This monumental and highly significant painting captures the unimaginable hardship, fear and anguish of the Palestinian civilians during the Gaza War which was also better known in the Muslim world as the Gaza Massacre. This three-week armed conflict between The Israeli Defence Forces and the Gaza Strip Palestinian paramilitary groups began on the 27th of December 2008 and ended on the 18th of January 2009 with a unilateral ceasefire. The unrelenting attack on Gaza resulted in over a thousand Palestinian and thirteen Israeli deaths.
Omar El-Nagdi found the persecution and the brutal assault on his Palestinian brothers and sisters deeply unsettling and distressing. The ongoing massacres by the Israelis, deeply affected the Egyptian artist and urged him to react to these monstrosities by impulsively expressing himself in this profound composition. Suffering has been an enduring theme in art for centuries, and the tradition of painting violence, pain and oppression has long been a source of expression for artists experiencing conflict.
The artist communicates a deep and painful reality; this painting serves as a reminder and reflections of Palestinian history and the ongoing struggle. The historic moment of the 1948 Palestinian exodus also known as the Nakba in Arabic led to the displacement of hundreds of thousands of children and the ongoing war left many casualties.

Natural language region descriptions
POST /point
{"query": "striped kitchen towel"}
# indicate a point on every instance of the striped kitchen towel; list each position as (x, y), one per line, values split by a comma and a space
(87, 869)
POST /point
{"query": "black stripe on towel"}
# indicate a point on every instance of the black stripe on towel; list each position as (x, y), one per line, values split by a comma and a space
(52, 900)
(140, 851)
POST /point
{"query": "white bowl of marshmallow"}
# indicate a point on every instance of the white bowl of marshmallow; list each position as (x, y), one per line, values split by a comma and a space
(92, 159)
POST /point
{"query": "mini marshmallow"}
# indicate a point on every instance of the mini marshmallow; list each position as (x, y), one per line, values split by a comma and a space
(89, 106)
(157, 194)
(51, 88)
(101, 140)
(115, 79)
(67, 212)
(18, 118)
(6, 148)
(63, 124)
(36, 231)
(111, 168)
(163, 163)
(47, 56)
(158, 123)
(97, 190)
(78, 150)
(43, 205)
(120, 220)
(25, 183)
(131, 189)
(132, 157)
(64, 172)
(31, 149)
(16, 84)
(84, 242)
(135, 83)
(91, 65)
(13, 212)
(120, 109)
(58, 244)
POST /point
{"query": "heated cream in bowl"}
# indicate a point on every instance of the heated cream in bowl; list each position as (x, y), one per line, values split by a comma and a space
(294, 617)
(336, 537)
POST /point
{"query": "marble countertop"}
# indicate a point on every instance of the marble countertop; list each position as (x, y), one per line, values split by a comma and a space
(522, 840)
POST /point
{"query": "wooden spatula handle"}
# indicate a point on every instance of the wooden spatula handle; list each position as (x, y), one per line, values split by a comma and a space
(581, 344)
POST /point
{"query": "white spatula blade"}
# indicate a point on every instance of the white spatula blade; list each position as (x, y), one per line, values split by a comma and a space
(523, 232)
---
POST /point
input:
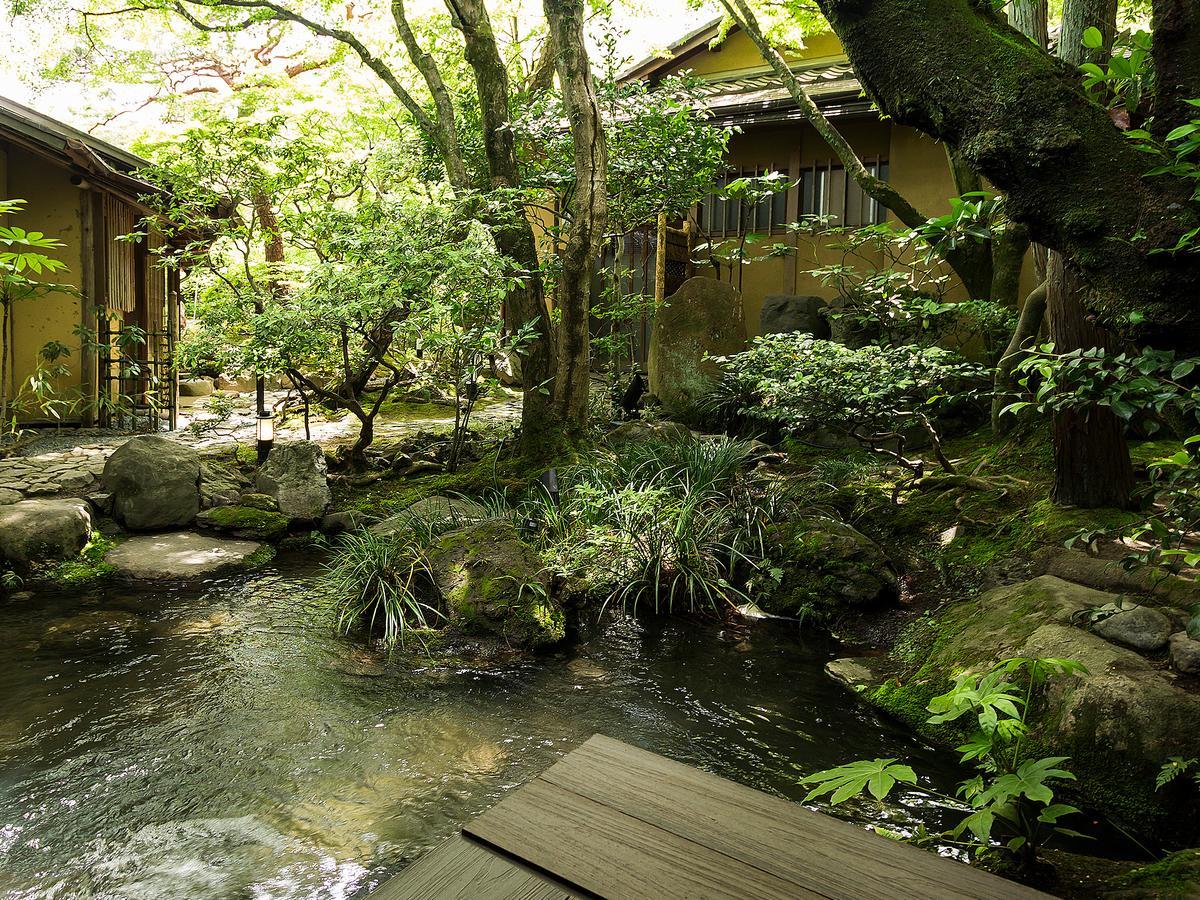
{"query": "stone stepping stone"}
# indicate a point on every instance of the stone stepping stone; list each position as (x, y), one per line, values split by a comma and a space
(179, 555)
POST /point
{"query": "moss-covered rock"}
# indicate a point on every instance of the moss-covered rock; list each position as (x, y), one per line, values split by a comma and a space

__Questions on the material__:
1. According to the painting description, on what date did the Gaza War begin?
2. Retype the part of the painting description that opens with the words containing "The artist communicates" and closes with "left many casualties.".

__Answers by item number__:
1. The 27th of December 2008.

2.
The artist communicates a deep and painful reality; this painting serves as a reminder and reflections of Palestinian history and the ongoing struggle. The historic moment of the 1948 Palestinian exodus also known as the Nakba in Arabic led to the displacement of hundreds of thousands of children and the ongoing war left many casualties.